WHAT IS NEEDED. Write down each of the records again, exactly and in full.

Data items
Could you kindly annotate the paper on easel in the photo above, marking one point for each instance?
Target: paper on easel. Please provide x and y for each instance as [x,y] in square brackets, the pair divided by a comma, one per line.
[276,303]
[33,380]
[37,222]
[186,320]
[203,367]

TASK OUTPUT.
Could you kindly annotate the paper on easel in the photo above, marking one point for each instance?
Target: paper on easel. Please provide x and y for each instance as [x,y] in square brackets, the pair divided by a comma, one per line.
[276,303]
[33,380]
[37,222]
[186,320]
[203,367]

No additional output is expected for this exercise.